[Natural language region descriptions]

========================================================================

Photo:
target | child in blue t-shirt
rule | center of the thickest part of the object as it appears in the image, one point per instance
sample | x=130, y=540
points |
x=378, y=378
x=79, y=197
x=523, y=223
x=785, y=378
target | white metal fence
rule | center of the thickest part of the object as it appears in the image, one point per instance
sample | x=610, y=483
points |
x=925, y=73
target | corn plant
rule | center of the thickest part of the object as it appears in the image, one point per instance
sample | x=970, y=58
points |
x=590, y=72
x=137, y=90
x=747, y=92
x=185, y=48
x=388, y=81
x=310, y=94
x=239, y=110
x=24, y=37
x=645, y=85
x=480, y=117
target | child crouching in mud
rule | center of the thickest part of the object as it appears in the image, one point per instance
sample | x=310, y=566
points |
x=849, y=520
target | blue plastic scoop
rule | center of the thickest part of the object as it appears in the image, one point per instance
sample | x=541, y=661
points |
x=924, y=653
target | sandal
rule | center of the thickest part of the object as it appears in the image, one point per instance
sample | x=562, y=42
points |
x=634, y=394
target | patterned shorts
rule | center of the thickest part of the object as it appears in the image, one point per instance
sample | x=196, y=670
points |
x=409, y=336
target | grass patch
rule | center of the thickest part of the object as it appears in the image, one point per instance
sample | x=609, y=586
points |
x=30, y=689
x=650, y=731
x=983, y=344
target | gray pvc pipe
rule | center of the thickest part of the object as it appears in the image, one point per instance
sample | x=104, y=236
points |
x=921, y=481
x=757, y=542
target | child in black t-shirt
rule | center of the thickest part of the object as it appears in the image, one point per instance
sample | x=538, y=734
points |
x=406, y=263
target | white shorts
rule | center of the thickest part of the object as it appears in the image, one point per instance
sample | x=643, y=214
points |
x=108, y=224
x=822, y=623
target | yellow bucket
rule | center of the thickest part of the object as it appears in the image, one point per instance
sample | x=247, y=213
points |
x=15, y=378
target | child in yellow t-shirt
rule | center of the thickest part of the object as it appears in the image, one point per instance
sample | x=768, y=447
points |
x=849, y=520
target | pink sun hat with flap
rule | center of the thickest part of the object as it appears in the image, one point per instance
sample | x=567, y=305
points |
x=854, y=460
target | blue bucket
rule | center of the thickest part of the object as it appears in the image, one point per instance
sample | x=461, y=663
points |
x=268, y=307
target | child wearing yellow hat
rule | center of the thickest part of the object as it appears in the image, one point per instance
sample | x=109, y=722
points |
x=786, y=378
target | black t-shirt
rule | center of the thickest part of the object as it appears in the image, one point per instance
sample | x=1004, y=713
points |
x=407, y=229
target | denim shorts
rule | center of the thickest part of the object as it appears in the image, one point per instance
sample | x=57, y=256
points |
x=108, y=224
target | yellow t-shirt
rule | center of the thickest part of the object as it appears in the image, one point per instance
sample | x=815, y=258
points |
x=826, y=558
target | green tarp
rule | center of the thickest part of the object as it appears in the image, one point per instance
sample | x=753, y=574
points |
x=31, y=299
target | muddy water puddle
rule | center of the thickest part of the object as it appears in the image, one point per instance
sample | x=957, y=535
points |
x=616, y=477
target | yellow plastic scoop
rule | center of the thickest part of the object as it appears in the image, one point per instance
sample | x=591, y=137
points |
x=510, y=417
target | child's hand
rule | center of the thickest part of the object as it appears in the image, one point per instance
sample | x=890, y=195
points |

========================================================================

(Exercise requirements) Looking at the records above, count the lines where the word "shirt" appears. State only the number.

(Task answer) 5